Reproduce every line of the data below, including the requests, but scale each point coordinate in the answers by 2.5 and round it to a whole number, with halves rounded up. Omit the pictures from your response.

>> begin Exercise data

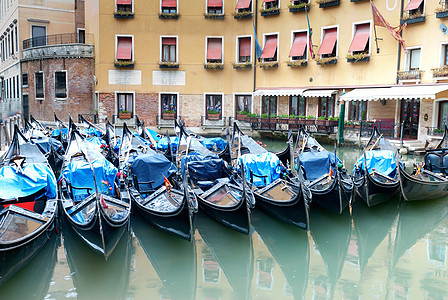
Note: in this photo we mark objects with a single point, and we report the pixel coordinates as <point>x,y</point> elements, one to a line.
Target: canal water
<point>393,251</point>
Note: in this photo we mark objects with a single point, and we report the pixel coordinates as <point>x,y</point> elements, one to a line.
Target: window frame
<point>293,32</point>
<point>337,40</point>
<point>237,48</point>
<point>43,86</point>
<point>161,47</point>
<point>66,85</point>
<point>117,36</point>
<point>222,48</point>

>> end Exercise data

> **Full solution**:
Note: in this photo we mark objects with a single point, and we report the pixel coordinates as <point>x,y</point> elements, one to a line.
Target: canal water
<point>983,628</point>
Note: in this photo we mark objects with a single point, and we report the pixel coordinates as <point>x,y</point> elements, one to a line.
Target: window frame
<point>733,80</point>
<point>843,100</point>
<point>593,120</point>
<point>108,215</point>
<point>403,118</point>
<point>165,213</point>
<point>293,90</point>
<point>555,120</point>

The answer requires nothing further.